Your goal: Replace "gradient sky" with "twilight sky" throughout the part that opens with the line containing "Task: mark the sunset" and closes with the line containing "[[429, 156]]". Give back only that part, with everything else left as it is.

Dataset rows
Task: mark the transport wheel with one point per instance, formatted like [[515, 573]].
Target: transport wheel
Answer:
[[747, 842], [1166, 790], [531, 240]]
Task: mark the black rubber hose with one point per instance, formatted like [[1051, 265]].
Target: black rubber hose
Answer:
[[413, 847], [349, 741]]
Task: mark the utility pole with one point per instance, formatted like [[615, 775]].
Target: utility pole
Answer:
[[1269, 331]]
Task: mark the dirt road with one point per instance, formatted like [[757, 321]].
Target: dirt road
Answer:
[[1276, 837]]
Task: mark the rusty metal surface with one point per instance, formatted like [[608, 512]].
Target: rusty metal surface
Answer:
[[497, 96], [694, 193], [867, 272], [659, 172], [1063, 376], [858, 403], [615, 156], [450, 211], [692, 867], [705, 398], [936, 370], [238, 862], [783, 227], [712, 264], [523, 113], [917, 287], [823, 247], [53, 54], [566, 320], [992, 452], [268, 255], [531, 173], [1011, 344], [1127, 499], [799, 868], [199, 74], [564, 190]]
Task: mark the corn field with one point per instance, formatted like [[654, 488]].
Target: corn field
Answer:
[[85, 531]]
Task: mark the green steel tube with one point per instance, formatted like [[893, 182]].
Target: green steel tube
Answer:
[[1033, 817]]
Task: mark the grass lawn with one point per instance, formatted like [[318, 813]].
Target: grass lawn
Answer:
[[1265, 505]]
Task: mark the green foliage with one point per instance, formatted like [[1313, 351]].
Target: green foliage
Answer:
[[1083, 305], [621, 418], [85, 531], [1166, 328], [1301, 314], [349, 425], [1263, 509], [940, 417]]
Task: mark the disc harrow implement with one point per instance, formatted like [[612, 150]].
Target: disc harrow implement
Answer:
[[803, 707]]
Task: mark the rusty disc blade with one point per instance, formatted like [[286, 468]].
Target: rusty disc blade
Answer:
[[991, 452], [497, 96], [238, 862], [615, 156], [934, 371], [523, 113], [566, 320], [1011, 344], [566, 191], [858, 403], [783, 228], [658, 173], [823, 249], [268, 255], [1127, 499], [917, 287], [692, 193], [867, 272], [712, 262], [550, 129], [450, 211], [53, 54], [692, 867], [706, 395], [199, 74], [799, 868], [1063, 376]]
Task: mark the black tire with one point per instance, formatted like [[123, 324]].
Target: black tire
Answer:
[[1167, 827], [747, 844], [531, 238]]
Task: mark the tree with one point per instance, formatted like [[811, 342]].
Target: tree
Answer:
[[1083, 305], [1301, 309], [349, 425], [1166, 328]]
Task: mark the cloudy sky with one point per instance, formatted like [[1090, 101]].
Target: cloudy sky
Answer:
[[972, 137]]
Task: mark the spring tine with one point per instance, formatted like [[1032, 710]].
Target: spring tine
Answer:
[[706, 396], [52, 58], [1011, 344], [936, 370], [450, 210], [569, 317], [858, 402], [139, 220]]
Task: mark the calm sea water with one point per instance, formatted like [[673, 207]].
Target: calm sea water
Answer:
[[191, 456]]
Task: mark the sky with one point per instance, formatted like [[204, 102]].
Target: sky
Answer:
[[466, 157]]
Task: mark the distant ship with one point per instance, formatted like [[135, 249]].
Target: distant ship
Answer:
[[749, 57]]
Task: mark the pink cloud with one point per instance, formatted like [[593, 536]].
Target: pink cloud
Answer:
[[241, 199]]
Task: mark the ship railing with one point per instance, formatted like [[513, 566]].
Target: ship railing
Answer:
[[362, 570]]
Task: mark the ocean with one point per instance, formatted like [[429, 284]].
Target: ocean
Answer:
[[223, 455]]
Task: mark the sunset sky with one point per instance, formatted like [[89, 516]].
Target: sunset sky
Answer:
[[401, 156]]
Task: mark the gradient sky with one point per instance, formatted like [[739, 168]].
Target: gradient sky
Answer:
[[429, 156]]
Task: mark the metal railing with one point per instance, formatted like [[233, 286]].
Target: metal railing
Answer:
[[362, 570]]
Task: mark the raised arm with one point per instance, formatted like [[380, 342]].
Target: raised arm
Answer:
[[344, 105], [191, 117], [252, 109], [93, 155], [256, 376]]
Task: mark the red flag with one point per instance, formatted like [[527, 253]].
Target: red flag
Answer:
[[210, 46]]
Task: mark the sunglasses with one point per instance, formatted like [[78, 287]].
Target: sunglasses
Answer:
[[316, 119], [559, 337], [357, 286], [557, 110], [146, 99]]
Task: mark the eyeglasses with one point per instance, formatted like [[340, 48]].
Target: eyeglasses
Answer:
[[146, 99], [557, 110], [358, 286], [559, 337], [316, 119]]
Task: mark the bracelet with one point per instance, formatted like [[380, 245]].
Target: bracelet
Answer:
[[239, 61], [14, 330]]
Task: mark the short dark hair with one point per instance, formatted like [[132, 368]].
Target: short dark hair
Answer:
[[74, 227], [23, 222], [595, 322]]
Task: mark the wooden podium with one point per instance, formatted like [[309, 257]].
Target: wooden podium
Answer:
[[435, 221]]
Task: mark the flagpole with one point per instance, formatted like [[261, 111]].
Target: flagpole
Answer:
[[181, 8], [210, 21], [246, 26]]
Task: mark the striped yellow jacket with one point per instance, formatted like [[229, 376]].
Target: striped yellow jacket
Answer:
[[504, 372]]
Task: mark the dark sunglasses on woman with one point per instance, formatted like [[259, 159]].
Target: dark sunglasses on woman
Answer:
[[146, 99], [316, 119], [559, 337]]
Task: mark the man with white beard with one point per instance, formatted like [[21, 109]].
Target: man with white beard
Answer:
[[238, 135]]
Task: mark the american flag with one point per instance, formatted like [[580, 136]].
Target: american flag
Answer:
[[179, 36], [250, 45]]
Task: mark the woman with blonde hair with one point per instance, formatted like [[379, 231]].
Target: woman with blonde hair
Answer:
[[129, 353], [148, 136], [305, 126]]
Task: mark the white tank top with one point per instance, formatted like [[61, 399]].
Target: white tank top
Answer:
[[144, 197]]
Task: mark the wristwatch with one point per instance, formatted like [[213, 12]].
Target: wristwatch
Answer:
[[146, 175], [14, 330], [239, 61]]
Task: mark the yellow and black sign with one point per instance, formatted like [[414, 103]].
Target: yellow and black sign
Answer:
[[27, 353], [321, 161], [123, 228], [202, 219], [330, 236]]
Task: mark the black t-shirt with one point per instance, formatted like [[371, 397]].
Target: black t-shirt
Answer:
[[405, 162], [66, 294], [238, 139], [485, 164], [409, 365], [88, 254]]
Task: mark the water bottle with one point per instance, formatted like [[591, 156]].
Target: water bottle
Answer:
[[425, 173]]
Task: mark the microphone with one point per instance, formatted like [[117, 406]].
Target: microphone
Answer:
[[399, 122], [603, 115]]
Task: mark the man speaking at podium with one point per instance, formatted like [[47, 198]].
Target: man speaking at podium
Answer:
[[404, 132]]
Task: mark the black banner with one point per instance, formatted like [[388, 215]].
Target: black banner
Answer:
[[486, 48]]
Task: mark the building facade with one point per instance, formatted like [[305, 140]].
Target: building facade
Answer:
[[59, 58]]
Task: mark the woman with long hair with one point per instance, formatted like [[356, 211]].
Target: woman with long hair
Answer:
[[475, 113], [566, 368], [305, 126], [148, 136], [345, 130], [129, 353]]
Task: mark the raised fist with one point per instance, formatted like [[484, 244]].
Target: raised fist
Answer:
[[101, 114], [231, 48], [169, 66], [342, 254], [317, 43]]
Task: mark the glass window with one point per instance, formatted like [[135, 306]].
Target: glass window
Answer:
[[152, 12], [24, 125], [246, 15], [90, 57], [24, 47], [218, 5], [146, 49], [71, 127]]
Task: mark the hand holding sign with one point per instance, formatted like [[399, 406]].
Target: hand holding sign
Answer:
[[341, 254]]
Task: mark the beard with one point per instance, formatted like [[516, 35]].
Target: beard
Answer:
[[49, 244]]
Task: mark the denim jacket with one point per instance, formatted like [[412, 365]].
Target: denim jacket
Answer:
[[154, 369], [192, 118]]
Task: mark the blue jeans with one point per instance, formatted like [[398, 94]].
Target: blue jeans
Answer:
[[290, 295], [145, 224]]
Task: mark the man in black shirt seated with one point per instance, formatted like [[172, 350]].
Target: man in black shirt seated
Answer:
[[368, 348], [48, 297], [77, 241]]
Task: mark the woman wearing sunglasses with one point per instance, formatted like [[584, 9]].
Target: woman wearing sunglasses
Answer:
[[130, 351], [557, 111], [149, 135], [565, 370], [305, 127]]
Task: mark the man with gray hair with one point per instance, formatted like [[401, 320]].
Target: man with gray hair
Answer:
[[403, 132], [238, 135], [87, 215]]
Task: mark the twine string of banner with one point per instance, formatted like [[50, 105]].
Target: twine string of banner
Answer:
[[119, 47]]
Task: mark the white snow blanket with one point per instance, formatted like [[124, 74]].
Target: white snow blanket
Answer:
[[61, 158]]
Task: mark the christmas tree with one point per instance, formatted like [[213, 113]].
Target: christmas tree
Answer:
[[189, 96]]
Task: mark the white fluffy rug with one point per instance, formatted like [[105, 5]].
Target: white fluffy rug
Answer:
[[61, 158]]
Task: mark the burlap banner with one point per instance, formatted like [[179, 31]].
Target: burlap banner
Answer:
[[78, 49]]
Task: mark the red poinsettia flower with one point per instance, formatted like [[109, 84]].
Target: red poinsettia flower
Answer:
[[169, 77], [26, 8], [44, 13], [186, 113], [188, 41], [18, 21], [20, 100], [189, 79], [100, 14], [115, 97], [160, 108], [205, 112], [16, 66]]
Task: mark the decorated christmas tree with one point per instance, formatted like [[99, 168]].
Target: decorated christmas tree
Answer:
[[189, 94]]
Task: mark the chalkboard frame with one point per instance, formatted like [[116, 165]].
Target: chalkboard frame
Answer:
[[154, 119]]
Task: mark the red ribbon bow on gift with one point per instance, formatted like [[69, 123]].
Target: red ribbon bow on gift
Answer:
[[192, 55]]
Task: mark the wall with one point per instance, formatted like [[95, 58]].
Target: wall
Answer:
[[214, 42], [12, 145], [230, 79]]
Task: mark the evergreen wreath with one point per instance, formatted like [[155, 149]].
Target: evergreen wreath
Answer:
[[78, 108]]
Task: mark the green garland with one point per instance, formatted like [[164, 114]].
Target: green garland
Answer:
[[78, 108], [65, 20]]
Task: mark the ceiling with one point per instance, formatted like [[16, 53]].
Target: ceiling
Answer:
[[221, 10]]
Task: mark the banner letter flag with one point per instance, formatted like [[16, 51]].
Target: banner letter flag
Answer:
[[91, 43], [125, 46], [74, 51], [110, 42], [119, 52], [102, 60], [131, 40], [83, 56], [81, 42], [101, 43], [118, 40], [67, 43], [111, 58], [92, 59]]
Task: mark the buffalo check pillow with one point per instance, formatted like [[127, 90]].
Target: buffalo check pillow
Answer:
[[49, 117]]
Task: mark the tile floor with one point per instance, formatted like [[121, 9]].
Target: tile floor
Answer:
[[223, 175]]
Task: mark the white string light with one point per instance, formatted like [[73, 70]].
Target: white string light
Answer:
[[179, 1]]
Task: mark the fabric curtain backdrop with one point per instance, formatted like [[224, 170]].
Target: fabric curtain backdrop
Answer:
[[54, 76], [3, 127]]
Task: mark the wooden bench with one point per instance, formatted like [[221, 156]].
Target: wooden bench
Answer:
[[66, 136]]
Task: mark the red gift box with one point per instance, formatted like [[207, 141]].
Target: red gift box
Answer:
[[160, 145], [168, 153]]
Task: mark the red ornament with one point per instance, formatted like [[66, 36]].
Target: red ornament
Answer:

Exercise answer:
Task: mark the sunset sky with one point per instance, formatted like [[89, 516]].
Target: sunset sky
Answer:
[[401, 156]]
Task: mark the twilight sky with one point per instance, formatted like [[739, 168]].
Target: twilight sky
Answer:
[[429, 156]]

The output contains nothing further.